Text-to-region grounding data:
Content starts
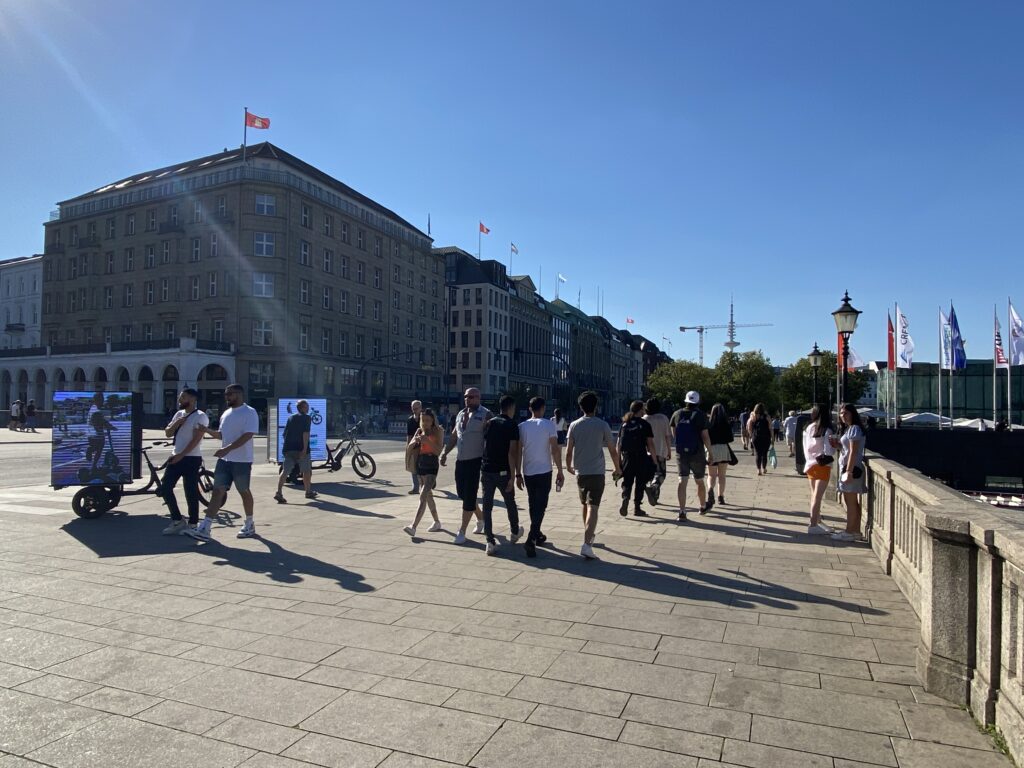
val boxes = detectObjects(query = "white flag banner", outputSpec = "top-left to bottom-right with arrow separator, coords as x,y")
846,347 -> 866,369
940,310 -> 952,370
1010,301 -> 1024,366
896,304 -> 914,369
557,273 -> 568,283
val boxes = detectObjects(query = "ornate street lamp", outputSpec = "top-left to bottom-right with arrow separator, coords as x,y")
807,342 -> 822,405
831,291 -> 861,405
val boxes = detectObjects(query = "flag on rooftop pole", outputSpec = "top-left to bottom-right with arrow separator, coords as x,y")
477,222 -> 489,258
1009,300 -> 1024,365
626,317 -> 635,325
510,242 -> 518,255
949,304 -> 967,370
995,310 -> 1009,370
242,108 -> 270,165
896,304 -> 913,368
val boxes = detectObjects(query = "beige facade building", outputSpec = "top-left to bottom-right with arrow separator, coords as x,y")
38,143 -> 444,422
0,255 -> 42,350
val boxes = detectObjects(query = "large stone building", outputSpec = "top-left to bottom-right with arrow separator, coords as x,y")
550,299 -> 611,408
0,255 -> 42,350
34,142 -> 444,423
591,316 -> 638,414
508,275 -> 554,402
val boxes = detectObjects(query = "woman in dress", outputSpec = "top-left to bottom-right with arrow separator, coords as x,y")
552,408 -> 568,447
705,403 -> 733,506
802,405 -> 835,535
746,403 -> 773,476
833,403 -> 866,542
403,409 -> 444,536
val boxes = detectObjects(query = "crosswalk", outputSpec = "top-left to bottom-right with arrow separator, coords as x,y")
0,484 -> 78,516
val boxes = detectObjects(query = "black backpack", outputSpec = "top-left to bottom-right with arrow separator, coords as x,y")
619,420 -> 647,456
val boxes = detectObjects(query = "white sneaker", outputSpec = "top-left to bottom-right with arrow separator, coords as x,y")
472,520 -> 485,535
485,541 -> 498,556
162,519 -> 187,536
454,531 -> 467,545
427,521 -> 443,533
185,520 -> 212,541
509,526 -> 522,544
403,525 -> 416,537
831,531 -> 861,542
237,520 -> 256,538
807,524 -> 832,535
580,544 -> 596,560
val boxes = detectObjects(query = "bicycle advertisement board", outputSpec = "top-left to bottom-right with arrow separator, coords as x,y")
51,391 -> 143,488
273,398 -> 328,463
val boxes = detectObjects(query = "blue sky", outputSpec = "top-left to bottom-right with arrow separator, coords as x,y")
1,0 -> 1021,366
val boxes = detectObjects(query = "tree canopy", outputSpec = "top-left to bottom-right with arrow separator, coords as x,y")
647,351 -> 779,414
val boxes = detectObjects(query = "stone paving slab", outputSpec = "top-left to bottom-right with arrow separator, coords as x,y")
Content ends
## Goal of the exercise
All records should be output exactly, with the pictures left out.

## Exercise output
val boxes = detectObjects(query = "white flag banner", outputSpec = "top-left to bottom-right with arrow separator, coords as x,y")
846,347 -> 866,369
940,310 -> 952,370
1010,301 -> 1024,366
896,304 -> 914,369
557,273 -> 568,283
val boxes = detectObjects(query = "ornate street lamp", outputSpec = "top-left to bottom-right with arrow separator, coords as x,y")
807,342 -> 822,405
831,291 -> 861,405
val boxes = detectObjects(query = "flag on rooftop pole", outputSpec = "top-left to bottom-right with arrow separator, coords as x,y")
477,222 -> 489,258
1009,300 -> 1024,365
626,317 -> 635,325
510,242 -> 518,255
949,304 -> 967,370
995,310 -> 1009,370
242,108 -> 270,165
896,304 -> 913,368
val boxes = detectObjects(query = "beige facade building", outputSpec = "top-left to bottom-right with arrow separator, coords as x,y")
38,143 -> 444,422
0,255 -> 42,350
val boxes = detectObjects(query = "large stone building", outputSpec = "top-left to bottom-right with arrow separator, coords as x,y")
550,299 -> 611,408
0,255 -> 42,350
34,142 -> 444,423
591,316 -> 638,414
508,275 -> 554,402
val boxes = detectObjects(query = "woman in dress", outputSpec = "top-left to bottom-right with arrow separator, coords as x,y")
552,408 -> 568,447
705,403 -> 733,506
802,405 -> 835,535
746,403 -> 773,476
833,403 -> 866,542
403,409 -> 444,536
val boxes = detectObjects(query = "crosswalk", outputSpec = "top-left to bottom-right with arrow separator, coords as x,y")
0,484 -> 78,516
val boxes = detectObjects(query = "black backpack", outputSpec = "top-left to bottom-right with arrow separator, coords as x,y")
619,420 -> 647,456
val boxes = detectObjects(query = "white sneaker", outputSpec = "top-left to bottom-right with arrow separator, coords as x,y")
472,520 -> 485,535
485,541 -> 498,556
162,519 -> 187,536
454,531 -> 467,545
427,521 -> 443,533
185,520 -> 212,541
509,526 -> 522,544
403,525 -> 416,537
831,531 -> 861,542
237,520 -> 256,538
807,524 -> 832,535
580,544 -> 596,560
val boxes = detectObjects(query = "bicycle advertisement board", outputSpec = "top-left to bottom-right with arrow separator, coords as x,y")
51,391 -> 143,488
273,398 -> 328,463
val boxes = detectObjects(query = "blue sky", outputSpec = "top-left to bottom-right with arrow separator, coords as x,y")
1,0 -> 1021,366
val boxes = detectObjects(query = "tree canopy", outputSpec = "top-left to bottom-right with arrow separator, coords as x,y")
647,351 -> 779,414
val boxes = detectObjects(query = "stone paving slab", outputSpec = "top-left to bottom-right with arrow separator, coords as x,y")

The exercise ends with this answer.